§ **THE REQUEST**
Copy every line of the listing below with no changes at all.

§ **INPUT RECORDS**
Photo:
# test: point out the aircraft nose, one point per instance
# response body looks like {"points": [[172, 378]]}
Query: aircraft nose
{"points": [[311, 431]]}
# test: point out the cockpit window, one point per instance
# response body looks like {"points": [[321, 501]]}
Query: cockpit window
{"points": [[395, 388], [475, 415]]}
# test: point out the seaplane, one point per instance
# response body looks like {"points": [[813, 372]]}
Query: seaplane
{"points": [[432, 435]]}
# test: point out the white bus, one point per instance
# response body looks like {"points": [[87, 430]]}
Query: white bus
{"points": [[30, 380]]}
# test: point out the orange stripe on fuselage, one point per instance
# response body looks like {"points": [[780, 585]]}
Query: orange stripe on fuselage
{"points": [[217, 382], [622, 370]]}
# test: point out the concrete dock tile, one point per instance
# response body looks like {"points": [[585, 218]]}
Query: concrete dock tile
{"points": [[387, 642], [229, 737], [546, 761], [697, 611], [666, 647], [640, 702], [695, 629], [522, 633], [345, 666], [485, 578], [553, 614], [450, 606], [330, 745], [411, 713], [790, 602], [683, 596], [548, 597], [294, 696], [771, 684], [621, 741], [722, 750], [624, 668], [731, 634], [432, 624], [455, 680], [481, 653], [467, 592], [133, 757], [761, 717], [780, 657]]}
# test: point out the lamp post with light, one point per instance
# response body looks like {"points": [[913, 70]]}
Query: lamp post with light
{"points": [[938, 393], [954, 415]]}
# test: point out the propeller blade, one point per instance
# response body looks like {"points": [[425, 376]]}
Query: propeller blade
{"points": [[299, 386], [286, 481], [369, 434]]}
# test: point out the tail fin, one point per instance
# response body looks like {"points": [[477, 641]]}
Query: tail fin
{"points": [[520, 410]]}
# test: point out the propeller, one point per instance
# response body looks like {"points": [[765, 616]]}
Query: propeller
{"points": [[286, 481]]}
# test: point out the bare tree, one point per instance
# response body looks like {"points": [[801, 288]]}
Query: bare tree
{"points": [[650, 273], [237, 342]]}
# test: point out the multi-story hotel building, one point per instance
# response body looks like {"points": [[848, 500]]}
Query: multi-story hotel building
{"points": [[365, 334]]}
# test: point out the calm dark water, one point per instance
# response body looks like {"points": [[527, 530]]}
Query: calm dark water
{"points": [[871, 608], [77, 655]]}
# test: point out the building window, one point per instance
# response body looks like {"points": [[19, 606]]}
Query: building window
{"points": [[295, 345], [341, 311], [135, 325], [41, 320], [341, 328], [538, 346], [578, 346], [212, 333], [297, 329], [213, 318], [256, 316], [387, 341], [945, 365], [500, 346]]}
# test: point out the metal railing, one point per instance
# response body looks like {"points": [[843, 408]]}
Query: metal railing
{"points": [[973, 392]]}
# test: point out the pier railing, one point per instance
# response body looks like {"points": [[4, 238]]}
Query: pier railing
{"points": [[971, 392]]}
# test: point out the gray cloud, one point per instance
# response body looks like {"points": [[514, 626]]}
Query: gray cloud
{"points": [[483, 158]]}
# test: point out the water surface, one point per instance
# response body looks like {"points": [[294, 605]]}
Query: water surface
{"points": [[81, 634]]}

§ **OUTPUT BELOW**
Photo:
# test: point out the aircraft nose, one point per instance
# response body looks like {"points": [[172, 378]]}
Query: aircraft nose
{"points": [[311, 431]]}
# test: point out the cockpit window, one point per instance
# response body looks like {"points": [[321, 501]]}
Query: cockpit window
{"points": [[395, 388], [475, 415]]}
# test: point out the seaplane, one point per instance
# response body looks like {"points": [[813, 372]]}
Query: seaplane
{"points": [[432, 435]]}
# test: point out the white bus, one point per instance
# response body looks like {"points": [[87, 430]]}
Query: white bus
{"points": [[30, 380]]}
# test: point out the orange stripe on fuselage, one point per instance
# response body looks like {"points": [[780, 585]]}
Query: orange stripe on fuselage
{"points": [[217, 382], [622, 370]]}
# test: point out the concrete dock tile, one point per instance
# response body looks like {"points": [[585, 218]]}
Query: concrete dock tile
{"points": [[387, 642], [229, 737], [546, 761], [697, 611], [666, 647], [640, 702], [695, 629], [522, 633], [345, 666], [485, 578], [553, 614], [450, 606], [330, 745], [411, 713], [790, 602], [683, 596], [548, 597], [294, 696], [771, 684], [621, 741], [722, 750], [624, 668], [731, 634], [432, 624], [455, 680], [481, 653], [467, 592], [133, 757], [761, 717], [780, 657]]}
# test: point out the lamp post with light, one point per instance
# response body looks like {"points": [[913, 70]]}
Query: lamp post with light
{"points": [[938, 393], [954, 415]]}
# test: point out the propeller blade, one point per instance
# response body looks like {"points": [[425, 376]]}
Query: propeller blade
{"points": [[299, 386], [286, 481], [369, 434]]}
# test: point out the tail fin, one point per instance
# response body looks like {"points": [[477, 641]]}
Query: tail fin
{"points": [[520, 410]]}
# test: point out the propeller, one point per instance
# response body looks like {"points": [[765, 616]]}
Query: propeller
{"points": [[286, 481]]}
# test: point out the bare tree, one point per instance
# response body looks like {"points": [[801, 288]]}
Query: bare tree
{"points": [[650, 273], [237, 342]]}
# test: point out the multi-story hotel building, one point per instance
# response body looks like {"points": [[848, 500]]}
Query: multi-story hotel building
{"points": [[365, 334]]}
# test: point out the calm dark water, one point per instance
# response body looks like {"points": [[527, 530]]}
Query: calm dark water
{"points": [[871, 608], [77, 655]]}
# test: point out the building window, one point per instance
# response body looks like {"points": [[19, 606]]}
Query: building window
{"points": [[295, 345], [341, 311], [135, 325], [41, 320], [341, 328], [538, 346], [578, 346], [212, 333], [297, 329], [213, 318], [256, 316], [387, 341], [945, 365], [500, 346]]}
# test: point out the metal railing, one point per instance
# response body looks like {"points": [[843, 408]]}
Query: metal railing
{"points": [[973, 392]]}
# test: point out the pier railing, one point per instance
# response body looks like {"points": [[4, 238]]}
Query: pier railing
{"points": [[971, 392]]}
# test: point out the gray cloud, one point per instance
# response body looks like {"points": [[514, 626]]}
Query: gray cloud
{"points": [[483, 158]]}
# test: point out the water surface, one point per instance
# response body looks like {"points": [[294, 605]]}
Query: water surface
{"points": [[81, 634]]}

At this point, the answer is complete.